* [GIVEN PASSAGE]:
##########

The race would have to go head-to-head against national attractions such as college football, basketball and, sometimes, the baseball playoffs.

But with the closing of Lanier National Speedway, which had traditionally held the area’s predominant Fourth of July event, Gresham can step forward to fill the opening.

For the first time in its 29 years, the World Crown 300 will run today on the Fourth of July. Gates for the event will open at noon and opening ceremonies for the featured events will be held at 5:25 p.m.

“This is the first time we’ve held the World Crown on the Fourth,” track general manager Dan Elliott said. “I don’t know when we’ve ever had a race on the Fourth. The buzz around here is great. We’re really excited about it.”

Elliott said that, as of Monday, 25 individuals had registered for the race and he expected more to come.

“I’ve always heard people say that if you have 20 good cars, you’ve got a good race,” he said. “There are some awesome cars in that group of 25. Lots of competitive cars, so we’re looking forward to a good race.”

Not only the date for the event changed. In the past, the World Crown has been a three-day event, spanning from Friday-Sunday.

“We changed to a single-day event this year because of where we’re at in the economy,” Elliott said. “We made the date change, but also broke it up into a couple individual events.”

Those events include the trucks race, the outlaw late models and the super late models.

Elliott said that he was happy they broke up the event from its former three-day schedule.

“Everyone wants quicker events now,” he said. “We want to keep things exciting and then get home without feeling like you’ve run a marathon.

The atmosphere itself is sure to be an improvement over past races as well. The track will host fireworks for the city after the final race at about 9:30 p.m. Individuals who don’t care to go to the event during the day are still welcome to pay $5 for parking to come see the fireworks, he said.

They are hoping for a turnout of about 5-6,000 people for the event during the day and more for the fireworks.

Kipper Tool purchased 500 tickets to the event to give away to individuals in the military. The first 500 who can present a military ID, retired or active, will get in free. Elliott added that there will be raffles and prizes also available during the day.

The hardest part for those involved with the event was planning for it to be on the Fourth of July.

Elliott mentioned the fact that they had to plan for the Patriotic part of the day as well as the race itself. Add in the intense heat wave the area has faced over the past week, and it was a fairly significant undertaking.

“Getting ready with drinks and ice, making sure none of our workers get hot during the days of preparation and preparing for all of our guests and their needs on Wednesday. It’s been difficult,” he said. “It’s just those little things that really end up being the hardest part.”

And the work hasn’t stopped for him.

“I think I’ll still be running around (today),” he said. “This one will have some unique challenges.”

Like setting up the fireworks, getting people in and out and prepared to watch safely. The biggest challenge, he said, would be keeping with the schedule.

“I expect a lot of running and nervous energy,” he said. “I’ll be like a kid in a candy store.”

But, in the end, he thinks it will be worth it.

“We want to be able to have people start traditions for the Fourth at Gresham,” he said. “The tradition will always stay with a few families. I grew up at Daytona on the Fourth of July. We’d see the fireworks from the interstate. That was my tradition. I think we can help people build their’s here.”

##########

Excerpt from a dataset
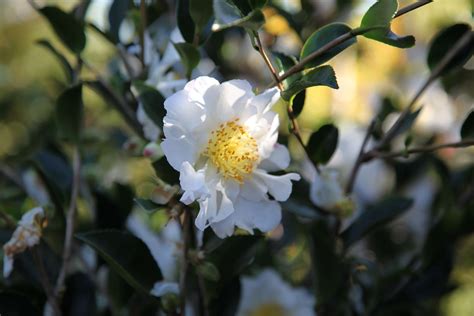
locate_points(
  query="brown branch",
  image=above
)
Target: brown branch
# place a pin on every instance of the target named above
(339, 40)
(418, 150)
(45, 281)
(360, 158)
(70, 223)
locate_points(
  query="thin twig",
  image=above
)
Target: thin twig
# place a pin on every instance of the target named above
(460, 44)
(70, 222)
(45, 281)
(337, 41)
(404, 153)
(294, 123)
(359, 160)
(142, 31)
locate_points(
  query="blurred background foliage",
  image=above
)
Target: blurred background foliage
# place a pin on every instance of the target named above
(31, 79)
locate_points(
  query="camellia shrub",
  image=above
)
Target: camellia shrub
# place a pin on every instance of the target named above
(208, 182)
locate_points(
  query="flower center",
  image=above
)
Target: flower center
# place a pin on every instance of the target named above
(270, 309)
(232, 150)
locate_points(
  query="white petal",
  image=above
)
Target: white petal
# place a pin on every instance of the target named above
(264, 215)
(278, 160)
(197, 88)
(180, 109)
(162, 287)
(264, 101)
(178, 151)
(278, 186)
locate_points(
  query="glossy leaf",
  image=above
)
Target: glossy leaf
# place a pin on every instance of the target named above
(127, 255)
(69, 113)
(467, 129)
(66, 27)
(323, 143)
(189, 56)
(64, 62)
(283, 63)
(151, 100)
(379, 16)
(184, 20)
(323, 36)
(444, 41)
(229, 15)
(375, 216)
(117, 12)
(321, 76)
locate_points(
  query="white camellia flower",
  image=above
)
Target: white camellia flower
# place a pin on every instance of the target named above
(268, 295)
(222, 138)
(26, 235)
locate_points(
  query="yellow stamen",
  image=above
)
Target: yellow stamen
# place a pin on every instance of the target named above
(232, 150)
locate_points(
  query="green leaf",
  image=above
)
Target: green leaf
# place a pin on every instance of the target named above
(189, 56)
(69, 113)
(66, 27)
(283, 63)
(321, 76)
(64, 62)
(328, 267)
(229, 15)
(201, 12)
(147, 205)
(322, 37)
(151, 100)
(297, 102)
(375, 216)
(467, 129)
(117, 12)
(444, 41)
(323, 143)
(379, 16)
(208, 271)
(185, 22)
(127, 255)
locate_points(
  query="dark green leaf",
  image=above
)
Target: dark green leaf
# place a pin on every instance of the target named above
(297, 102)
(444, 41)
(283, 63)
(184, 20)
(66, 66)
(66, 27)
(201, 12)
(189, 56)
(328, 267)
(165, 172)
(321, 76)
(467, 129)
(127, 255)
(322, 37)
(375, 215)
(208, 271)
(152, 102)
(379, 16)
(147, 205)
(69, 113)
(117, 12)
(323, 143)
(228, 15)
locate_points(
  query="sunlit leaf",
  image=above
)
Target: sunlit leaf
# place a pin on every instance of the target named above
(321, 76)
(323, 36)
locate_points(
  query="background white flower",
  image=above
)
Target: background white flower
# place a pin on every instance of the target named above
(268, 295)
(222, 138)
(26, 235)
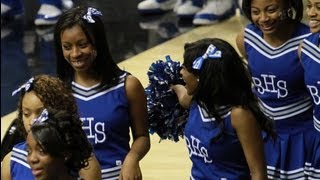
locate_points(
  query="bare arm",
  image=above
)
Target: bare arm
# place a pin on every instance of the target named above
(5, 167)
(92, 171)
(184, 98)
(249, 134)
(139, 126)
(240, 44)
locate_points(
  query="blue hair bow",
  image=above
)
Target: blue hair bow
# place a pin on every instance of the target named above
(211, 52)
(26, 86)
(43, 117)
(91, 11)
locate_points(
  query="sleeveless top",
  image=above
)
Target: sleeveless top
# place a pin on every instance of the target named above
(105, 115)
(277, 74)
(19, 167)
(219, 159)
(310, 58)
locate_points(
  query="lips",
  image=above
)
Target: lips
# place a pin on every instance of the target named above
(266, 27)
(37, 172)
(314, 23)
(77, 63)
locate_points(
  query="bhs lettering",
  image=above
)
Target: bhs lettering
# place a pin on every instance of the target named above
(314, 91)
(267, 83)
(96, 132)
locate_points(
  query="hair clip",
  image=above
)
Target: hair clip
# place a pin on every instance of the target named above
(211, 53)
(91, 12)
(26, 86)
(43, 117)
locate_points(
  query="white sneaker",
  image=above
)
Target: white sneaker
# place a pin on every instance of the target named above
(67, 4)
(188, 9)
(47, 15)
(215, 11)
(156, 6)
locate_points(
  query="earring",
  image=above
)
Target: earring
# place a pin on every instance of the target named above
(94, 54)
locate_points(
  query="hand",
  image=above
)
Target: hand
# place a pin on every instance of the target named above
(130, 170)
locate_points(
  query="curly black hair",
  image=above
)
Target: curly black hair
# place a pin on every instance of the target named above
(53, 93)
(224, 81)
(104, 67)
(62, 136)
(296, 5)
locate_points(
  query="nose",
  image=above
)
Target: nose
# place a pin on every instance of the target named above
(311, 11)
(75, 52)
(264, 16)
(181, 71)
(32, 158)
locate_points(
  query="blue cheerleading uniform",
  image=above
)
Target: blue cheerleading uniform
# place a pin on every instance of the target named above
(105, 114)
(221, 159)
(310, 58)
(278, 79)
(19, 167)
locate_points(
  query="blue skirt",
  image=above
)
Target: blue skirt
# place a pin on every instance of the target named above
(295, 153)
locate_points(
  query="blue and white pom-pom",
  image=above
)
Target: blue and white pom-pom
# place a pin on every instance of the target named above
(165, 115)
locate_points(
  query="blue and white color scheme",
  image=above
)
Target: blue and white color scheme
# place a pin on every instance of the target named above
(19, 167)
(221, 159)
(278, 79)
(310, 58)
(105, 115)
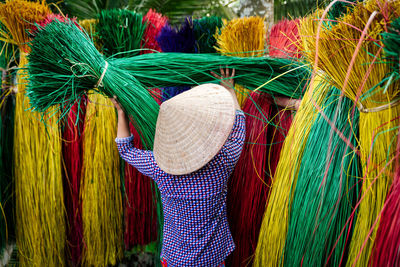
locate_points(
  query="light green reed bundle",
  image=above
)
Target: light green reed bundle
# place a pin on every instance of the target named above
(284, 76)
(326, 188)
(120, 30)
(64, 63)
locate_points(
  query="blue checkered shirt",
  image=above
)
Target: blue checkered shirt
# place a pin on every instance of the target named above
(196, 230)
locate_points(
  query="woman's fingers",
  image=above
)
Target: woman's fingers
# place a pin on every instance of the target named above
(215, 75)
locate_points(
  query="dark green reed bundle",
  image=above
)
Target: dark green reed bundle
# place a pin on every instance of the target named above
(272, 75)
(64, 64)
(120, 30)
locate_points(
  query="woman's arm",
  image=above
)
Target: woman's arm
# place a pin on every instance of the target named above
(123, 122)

##########

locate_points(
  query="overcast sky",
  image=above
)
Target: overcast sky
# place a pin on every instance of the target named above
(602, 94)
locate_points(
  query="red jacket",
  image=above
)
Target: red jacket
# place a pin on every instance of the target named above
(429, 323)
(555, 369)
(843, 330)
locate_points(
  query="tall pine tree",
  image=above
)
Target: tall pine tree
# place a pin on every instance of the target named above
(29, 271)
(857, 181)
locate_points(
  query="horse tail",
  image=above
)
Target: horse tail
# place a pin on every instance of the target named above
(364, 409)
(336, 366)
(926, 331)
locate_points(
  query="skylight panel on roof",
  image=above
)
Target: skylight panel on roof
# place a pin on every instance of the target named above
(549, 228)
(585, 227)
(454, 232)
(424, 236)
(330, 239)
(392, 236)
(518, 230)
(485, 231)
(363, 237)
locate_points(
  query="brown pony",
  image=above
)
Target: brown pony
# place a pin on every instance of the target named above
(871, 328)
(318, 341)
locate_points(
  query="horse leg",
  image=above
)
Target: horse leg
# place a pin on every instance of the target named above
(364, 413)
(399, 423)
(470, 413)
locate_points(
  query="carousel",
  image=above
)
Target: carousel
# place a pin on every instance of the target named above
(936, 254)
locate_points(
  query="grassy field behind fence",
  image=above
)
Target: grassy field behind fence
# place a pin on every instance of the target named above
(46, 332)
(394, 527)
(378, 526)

##########

* [WRITTEN TASK]: In the article about the World Crown 300, extract the stretch from "Kipper Tool purchased" through "during the day." word for word.

* [RESPONSE TO THE EXERCISE]:
Kipper Tool purchased 500 tickets to the event to give away to individuals in the military. The first 500 who can present a military ID, retired or active, will get in free. Elliott added that there will be raffles and prizes also available during the day.